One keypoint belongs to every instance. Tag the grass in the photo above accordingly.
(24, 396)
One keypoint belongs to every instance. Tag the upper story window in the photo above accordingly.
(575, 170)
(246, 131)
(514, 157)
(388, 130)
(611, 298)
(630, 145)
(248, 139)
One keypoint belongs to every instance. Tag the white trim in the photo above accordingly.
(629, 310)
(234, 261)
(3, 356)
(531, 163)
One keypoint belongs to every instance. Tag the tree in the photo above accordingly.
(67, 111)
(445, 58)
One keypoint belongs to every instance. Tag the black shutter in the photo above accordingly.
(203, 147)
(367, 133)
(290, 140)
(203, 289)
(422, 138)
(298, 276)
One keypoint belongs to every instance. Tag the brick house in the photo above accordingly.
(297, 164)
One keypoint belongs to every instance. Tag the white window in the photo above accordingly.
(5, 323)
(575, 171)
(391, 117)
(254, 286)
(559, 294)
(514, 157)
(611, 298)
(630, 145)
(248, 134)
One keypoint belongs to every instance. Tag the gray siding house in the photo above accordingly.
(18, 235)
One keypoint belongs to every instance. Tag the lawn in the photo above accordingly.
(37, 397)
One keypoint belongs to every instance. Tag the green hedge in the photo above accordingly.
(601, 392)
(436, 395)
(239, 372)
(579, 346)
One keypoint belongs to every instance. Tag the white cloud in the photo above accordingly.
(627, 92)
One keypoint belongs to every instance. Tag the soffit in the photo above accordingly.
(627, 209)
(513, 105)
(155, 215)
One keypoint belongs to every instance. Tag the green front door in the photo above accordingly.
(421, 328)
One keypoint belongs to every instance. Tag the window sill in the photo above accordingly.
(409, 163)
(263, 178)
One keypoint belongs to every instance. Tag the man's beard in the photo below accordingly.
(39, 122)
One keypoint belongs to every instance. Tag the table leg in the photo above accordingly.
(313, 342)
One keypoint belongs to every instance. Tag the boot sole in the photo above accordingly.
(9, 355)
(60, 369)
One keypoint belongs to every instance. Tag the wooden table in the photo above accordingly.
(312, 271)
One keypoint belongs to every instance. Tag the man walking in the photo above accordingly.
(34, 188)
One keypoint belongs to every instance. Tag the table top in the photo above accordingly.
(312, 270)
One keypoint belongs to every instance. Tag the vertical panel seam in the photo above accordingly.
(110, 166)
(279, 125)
★ ★ ★ ★
◆ Task objective
Would you transcribe the listing word for word?

◆ Written response
One keypoint belongs to every instance. Tag the grass in the photo above accordingly.
(24, 396)
One keypoint belongs to every instance. Tag the upper story window in the photo above accordingly.
(575, 170)
(246, 131)
(514, 157)
(388, 130)
(611, 298)
(630, 145)
(248, 139)
One keypoint belongs to every instance. Tag the white trim in the photo above accordingly.
(629, 310)
(234, 261)
(3, 356)
(531, 163)
One keypoint belongs to every instance. Tag the tree in the photo above accordingly.
(67, 111)
(445, 58)
One keypoint belongs to every instance. Tag the black shutter in the photo above accordingly.
(203, 147)
(367, 133)
(290, 140)
(203, 289)
(422, 138)
(298, 276)
One keypoint belongs to every instance. Tag the brick house in the photo above accordingly.
(297, 164)
One keypoint belongs to every instance. Tag the white window in the photo above accordingly.
(5, 323)
(575, 171)
(391, 117)
(254, 286)
(559, 294)
(514, 157)
(611, 298)
(630, 145)
(248, 134)
One keypoint belongs to every instance. Tag the gray siding house in the photo above accordingly.
(18, 235)
One keypoint belongs to every instance. Tag the lawn in the photo above accordingly.
(37, 397)
One keypoint belongs to every instance. Tag the green hedge in the photo above accordingly.
(601, 392)
(436, 395)
(239, 372)
(579, 346)
One keypoint belongs to every instance. Tag the white cloud in the photo above accordingly.
(627, 92)
One keypoint belongs to every instance. Tag the soffit in the photo above accordingly.
(627, 209)
(513, 105)
(155, 215)
One keypoint belongs to every instance. Tag the green front door in the photo above accordingly.
(421, 328)
One keypoint belongs to every instance. Tag the window sill in the photo above accordingly.
(409, 163)
(263, 178)
One keypoint belongs to every instance. Tag the man's beard in the photo below accordingly.
(39, 122)
One keypoint belongs to every instance. Tag the table leg in the photo above accordingly.
(313, 342)
One keypoint belongs to every instance. Tag the boot sole in the photo above accordingly.
(9, 355)
(60, 369)
One keypoint belongs to every instance. Tag the wooden table in the photo above accordingly.
(312, 271)
One keypoint belongs to every instance. Tag the man walking in the photo above accordingly.
(34, 188)
One keypoint belongs to every instance. Tag the table top in the photo above accordingly.
(312, 270)
One keypoint belongs to every instance. Tag the vertical panel seam in the photo above accordingly.
(110, 166)
(279, 125)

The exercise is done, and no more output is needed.